WORK REQUIRED:
Can you repeat these records with "steep cliff face" switched to "rocky outcrop" everywhere it appears, keeping everything else the same?

*** THE RECORDS

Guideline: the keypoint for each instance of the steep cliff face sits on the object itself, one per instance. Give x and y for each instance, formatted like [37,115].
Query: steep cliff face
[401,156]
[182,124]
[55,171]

******

WRITTEN REPLY:
Guideline: the keypoint for each instance of the rocky outcrop sits on the object itself, one per instance. Give x and y for each instance, formatted like [37,115].
Query: rocky outcrop
[401,156]
[182,124]
[55,171]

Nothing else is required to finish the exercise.